Énoncé 1: Reproduisez le passage du texte sur les biomarqueurs circulants qui commence par "Quels sont les" et se poursuit jusqu'à "des prélèvements répétés.".
Énoncé 2: Dans le texte sur les biomarqueurs circulants, quel facteur pronostique majeur a été mis en évidence dans les cancers du sein métastatiques ?
Énoncé 3: Expliquez en une à trois phrases pourquoi, selon le texte sur les biomarqueurs circulants, ces biomarqueurs sont accessibles à partir d'une simple prise de sang.

Bloc de texte:
■ ■ ■ ■
Qu’est-ce qu’un biomarqueur circulant ?

Il s’agit le plus souvent de cellules cancéreuses (CTC) ou d’ADN tumoral (ADNtc) présents dans le sang et issus d’une tumeur. L’ADNtc est l’ADN relâché par les cellules tumorales lorsqu’elles se dégradent et qui se retrouve dans la circulation sanguine. Quant aux CTC, ce sont des cellules qui se détachent d'une tumeur et passent dans la circulation sanguine. Elles peuvent migrer vers d’autres organes et entraîner le développement de métastases.

Ces biomarqueurs circulent dans le sang des patients, et sont donc accessibles à partir d’une simple prise de sang, un geste médical simple, rapide, peu douloureux et économique.

 

Quels sont les apports des biomarqueurs circulants dans la lutte contre le cancer ?

Ils nous donnent de précieux renseignements sur certains cancers qui ne sont pas toujours faciles à biopsier, comme l’a notamment montré Gudrun Schleiermacher, pédiatre à l’Institut Curie pour le neuroblastome. Dans cette tumeur du jeune enfant, l’analyse du ctDNA apparaît comme un substitut pour établir le profil génomique du neuroblastome, dans les cas où un accès à la tumeur elle-même n’est pas possible, ou pour suivre son évolution afin d’éviter des prélèvements répétés.

Les biomarqueurs circulants facilitent alors le choix d’une thérapie ciblée. On parle même de « biopsie liquide » pour définir cette analyse de sang. De nombreuses études, réalisées au cours de ces dernières années, notamment à l’institut Curie, ont montré que l’on peut raisonnablement remplacer les biopsies tumorales par l’analyse d’ADN tumoral circulant pour recherche les mutations ciblables par thérapies ciblées. L’approche de « biopsie liquide » est maintenant reconnue comme un standard pour certaines situations, notamment les cancers du poumon métastatiques.

Nous avons aussi mis en évidence dans les cancers du sein métastatique que le taux de CTC est un facteur pronostique majeur : plus leur taux est élevé, plus le pronostic est défavorable. Outre favoriser la dissémination du cancer dans le corps, ces cellules tumorales circulantes dans le sang favorisent la survenue de thrombose (phlébite, embolie pulmonaire) chez ces patientes.

À terme, nous espérons aussi que ces biomarqueurs permettront de détecter certains cancers plus rapidement et d’assurer le suivi des patients en cours de traitement.
■ ■ ■ ■
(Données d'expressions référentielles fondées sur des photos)
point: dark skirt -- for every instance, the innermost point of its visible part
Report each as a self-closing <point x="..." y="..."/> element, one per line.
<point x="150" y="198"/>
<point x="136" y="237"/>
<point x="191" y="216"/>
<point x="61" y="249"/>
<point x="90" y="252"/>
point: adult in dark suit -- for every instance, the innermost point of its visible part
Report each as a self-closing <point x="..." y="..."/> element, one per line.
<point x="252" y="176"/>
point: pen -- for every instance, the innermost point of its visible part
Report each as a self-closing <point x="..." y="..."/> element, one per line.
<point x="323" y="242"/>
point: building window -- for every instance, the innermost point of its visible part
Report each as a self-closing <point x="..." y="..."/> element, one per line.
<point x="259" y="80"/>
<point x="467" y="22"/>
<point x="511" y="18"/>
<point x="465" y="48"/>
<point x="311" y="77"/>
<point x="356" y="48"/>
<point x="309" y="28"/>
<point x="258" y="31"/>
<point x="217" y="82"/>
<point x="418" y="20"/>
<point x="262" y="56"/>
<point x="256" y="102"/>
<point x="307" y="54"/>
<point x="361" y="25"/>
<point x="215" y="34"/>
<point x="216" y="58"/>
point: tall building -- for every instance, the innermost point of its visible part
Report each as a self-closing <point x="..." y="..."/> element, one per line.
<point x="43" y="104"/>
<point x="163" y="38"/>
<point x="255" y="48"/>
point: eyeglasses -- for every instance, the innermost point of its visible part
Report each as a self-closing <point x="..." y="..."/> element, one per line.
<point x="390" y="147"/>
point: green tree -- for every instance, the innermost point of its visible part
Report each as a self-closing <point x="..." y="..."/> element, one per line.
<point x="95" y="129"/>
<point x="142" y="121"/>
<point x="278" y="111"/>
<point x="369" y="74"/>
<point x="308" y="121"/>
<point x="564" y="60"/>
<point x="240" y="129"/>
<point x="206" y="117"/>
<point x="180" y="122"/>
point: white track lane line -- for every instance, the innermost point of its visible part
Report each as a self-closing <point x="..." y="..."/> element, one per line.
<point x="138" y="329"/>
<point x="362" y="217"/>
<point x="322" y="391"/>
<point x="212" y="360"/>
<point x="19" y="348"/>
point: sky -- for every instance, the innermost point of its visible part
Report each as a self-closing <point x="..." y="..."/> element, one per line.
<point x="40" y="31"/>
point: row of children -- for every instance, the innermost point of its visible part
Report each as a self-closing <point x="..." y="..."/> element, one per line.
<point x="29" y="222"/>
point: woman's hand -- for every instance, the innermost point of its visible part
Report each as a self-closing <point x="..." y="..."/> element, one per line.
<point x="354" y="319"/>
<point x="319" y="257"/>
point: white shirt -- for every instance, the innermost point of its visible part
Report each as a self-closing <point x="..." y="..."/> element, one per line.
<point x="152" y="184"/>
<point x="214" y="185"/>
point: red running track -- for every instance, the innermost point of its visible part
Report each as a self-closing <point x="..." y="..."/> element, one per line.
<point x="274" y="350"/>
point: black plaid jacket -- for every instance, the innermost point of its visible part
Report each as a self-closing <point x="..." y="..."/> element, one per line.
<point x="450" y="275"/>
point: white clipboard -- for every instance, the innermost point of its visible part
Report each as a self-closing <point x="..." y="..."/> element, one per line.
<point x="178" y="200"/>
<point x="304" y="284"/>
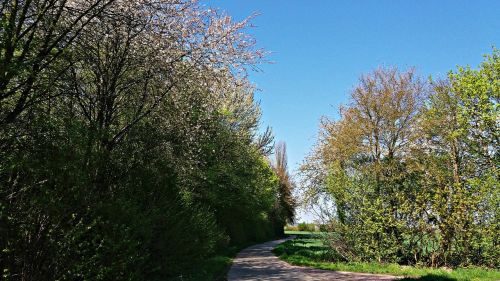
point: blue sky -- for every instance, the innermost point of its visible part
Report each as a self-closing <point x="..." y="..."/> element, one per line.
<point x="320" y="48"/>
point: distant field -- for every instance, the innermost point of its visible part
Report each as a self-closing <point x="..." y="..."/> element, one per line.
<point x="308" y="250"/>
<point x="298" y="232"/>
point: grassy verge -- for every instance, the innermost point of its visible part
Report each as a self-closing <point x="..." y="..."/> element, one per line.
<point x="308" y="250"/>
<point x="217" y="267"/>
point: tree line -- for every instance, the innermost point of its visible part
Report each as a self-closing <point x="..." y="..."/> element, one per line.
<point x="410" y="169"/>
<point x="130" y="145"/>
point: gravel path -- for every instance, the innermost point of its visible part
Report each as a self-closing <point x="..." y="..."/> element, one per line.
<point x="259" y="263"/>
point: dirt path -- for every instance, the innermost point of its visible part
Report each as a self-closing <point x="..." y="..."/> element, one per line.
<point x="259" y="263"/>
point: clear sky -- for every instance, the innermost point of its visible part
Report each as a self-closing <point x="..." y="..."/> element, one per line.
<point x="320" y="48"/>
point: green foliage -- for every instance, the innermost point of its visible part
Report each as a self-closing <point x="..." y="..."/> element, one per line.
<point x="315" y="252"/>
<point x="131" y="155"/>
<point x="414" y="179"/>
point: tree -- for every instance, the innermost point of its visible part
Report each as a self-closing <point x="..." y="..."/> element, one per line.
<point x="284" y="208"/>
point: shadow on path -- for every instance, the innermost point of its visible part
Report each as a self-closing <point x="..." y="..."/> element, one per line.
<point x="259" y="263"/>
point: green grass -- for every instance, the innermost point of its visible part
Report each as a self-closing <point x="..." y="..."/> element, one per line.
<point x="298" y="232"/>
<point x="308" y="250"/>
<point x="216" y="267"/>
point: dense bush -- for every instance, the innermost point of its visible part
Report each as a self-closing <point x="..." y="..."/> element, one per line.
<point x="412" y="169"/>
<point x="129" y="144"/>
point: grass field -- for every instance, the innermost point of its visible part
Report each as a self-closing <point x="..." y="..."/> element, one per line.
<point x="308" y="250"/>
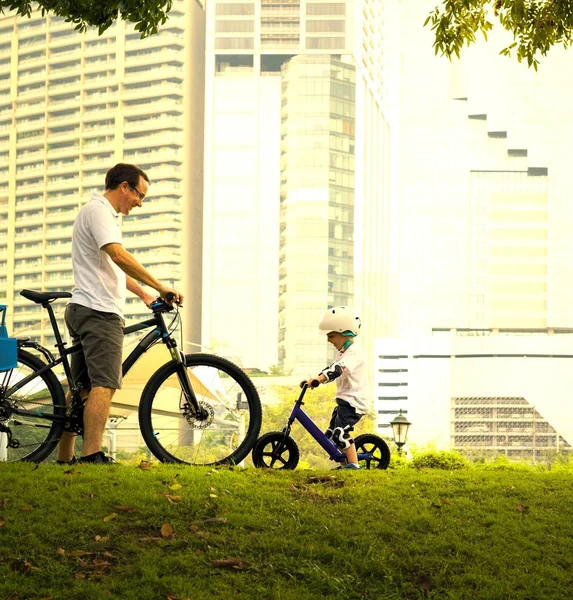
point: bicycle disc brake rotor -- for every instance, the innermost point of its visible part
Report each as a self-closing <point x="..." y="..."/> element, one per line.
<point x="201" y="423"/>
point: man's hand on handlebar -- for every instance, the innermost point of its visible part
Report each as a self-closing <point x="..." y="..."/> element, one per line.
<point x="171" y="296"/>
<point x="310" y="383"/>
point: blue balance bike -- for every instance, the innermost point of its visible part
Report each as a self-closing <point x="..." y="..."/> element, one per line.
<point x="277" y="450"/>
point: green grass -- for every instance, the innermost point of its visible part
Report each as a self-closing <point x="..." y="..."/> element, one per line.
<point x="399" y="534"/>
■ ■ ■ ■
Zone de réponse 1:
Quels sont les apports des biomarqueurs circulants dans la lutte contre le cancer ?

Ils nous donnent de précieux renseignements sur certains cancers qui ne sont pas toujours faciles à biopsier, comme l’a notamment montré Gudrun Schleiermacher, pédiatre à l’Institut Curie pour le neuroblastome. Dans cette tumeur du jeune enfant, l’analyse du ctDNA apparaît comme un substitut pour établir le profil génomique du neuroblastome, dans les cas où un accès à la tumeur elle-même n’est pas possible, ou pour suivre son évolution afin d’éviter des prélèvements répétés.

Zone de réponse 2: Le taux de CTC : plus ce taux est élevé, plus le pronostic est défavorable.

Zone de réponse 3: Ces biomarqueurs circulent dans le sang des patients. Une simple prise de sang, geste médical simple, rapide, peu douloureux et économique, suffit donc pour y accéder.